• Work instruction: Only lines containing the string "granite" belong in the answer; find them in the records and copy them.

• Saved entries:
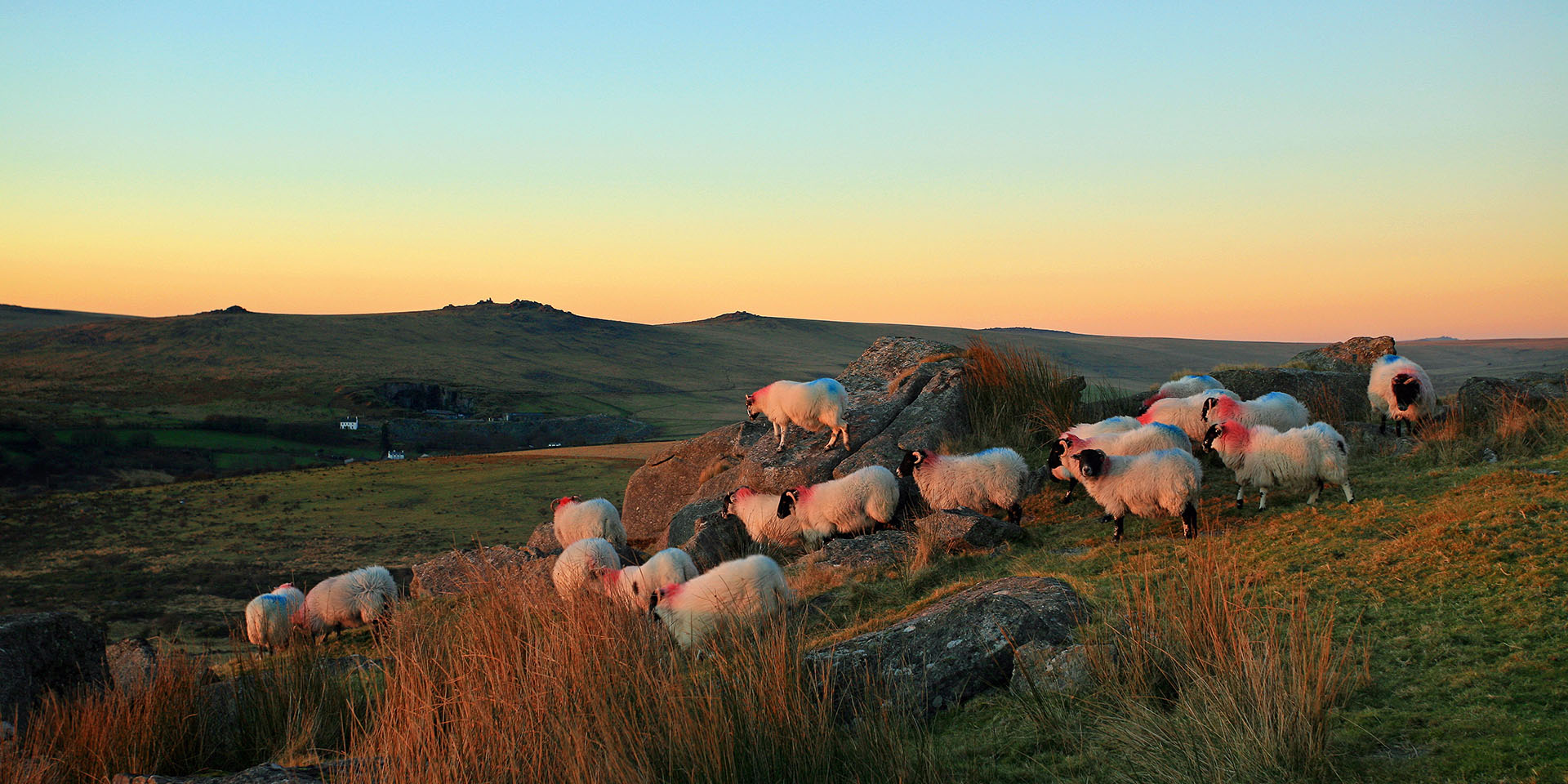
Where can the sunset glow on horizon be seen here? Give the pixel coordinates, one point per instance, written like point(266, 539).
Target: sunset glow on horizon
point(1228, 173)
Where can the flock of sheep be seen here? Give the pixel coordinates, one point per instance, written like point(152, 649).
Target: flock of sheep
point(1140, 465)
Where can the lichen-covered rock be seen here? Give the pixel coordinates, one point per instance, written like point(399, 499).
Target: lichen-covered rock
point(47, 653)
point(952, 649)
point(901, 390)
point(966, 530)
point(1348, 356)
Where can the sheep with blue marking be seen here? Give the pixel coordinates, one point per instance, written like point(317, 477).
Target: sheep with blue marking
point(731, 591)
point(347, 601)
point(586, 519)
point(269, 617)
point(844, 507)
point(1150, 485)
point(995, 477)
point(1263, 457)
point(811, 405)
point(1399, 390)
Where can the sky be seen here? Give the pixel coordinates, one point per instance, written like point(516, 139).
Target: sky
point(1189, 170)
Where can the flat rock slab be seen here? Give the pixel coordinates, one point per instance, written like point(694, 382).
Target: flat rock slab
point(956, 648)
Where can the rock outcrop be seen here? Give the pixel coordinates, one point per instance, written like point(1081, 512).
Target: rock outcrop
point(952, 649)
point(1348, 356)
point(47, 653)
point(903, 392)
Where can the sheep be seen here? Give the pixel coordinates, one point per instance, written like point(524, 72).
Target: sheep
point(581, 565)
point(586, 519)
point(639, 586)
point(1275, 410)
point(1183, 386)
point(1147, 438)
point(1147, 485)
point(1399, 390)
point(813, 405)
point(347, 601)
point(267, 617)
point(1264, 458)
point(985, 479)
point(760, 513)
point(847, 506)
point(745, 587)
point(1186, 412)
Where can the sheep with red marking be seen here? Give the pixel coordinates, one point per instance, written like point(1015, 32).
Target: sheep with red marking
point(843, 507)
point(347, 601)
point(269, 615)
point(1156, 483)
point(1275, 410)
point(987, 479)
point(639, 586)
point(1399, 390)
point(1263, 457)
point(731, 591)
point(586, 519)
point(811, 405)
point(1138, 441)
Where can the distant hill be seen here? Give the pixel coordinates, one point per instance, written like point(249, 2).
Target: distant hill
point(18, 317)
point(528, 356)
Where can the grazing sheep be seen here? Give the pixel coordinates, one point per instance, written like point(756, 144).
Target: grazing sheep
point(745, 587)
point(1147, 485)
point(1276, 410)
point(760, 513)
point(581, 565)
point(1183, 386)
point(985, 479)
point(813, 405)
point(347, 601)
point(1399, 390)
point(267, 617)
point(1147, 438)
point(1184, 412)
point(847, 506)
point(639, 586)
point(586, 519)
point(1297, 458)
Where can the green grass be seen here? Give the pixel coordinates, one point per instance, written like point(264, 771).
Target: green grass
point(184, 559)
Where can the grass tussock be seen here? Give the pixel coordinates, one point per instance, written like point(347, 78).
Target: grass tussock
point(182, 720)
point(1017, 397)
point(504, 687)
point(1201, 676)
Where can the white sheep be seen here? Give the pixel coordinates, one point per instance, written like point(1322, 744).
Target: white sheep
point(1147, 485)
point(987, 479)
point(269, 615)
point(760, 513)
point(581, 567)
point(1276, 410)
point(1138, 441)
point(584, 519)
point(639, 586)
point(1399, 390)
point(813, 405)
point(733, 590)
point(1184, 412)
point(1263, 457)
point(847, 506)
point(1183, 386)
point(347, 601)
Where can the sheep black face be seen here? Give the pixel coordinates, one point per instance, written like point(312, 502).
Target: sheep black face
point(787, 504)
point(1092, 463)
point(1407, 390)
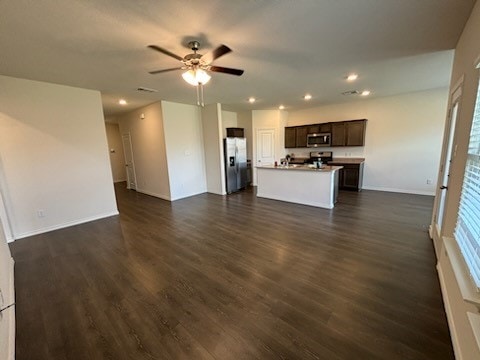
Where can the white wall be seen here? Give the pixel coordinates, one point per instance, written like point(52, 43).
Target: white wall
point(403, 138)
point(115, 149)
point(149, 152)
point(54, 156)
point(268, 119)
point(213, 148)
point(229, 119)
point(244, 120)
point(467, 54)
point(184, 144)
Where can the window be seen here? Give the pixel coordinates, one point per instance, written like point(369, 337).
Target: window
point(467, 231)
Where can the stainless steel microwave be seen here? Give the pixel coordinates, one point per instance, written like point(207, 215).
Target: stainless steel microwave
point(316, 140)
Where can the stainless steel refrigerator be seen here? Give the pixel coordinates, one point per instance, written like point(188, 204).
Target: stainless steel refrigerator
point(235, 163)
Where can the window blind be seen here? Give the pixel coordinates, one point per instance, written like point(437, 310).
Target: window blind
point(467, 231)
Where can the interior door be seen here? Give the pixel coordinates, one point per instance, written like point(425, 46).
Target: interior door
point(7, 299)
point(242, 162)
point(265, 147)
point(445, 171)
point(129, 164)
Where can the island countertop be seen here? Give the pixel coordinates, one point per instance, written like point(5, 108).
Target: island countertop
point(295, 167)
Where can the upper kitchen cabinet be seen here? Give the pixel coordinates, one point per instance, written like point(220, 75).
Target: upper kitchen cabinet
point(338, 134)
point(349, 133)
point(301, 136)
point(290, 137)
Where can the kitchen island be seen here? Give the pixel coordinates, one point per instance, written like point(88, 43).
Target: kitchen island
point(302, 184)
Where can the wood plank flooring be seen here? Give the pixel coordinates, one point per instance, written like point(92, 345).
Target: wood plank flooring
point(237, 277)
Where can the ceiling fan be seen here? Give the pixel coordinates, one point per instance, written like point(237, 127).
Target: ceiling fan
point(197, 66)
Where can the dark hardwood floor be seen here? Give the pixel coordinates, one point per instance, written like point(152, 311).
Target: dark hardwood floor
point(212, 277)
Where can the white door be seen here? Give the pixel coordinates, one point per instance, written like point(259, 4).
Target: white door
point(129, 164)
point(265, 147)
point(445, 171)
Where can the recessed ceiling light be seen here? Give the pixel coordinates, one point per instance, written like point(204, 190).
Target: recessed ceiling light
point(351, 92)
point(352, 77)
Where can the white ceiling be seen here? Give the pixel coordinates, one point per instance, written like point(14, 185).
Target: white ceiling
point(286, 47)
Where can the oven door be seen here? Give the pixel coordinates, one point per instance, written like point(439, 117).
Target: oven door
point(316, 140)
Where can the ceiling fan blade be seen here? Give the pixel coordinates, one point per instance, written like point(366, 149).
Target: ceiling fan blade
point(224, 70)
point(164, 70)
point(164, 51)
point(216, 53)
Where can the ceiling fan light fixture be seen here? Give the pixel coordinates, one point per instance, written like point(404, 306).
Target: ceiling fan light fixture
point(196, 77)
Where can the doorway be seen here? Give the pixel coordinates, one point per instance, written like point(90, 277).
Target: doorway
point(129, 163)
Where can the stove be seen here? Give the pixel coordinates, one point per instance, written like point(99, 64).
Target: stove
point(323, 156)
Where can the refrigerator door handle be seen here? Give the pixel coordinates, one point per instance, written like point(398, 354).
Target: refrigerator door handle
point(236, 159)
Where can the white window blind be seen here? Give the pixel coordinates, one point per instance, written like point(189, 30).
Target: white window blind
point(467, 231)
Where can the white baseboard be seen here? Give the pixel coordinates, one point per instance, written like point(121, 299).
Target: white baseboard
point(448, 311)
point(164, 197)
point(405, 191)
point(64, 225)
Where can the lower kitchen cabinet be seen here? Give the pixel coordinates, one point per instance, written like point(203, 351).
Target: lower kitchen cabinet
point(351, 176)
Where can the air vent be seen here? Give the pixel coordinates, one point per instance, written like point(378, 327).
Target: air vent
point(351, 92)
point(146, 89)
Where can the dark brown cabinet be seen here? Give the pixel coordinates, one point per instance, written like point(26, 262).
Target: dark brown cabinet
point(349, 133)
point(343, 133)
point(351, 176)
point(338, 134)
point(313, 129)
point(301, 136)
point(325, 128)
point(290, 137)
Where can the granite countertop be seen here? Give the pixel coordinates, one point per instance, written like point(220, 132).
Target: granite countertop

• Solution:
Where can the granite countertop be seen here? Give the pixel coordinates, one point per instance, written like point(220, 132).
Target: granite countertop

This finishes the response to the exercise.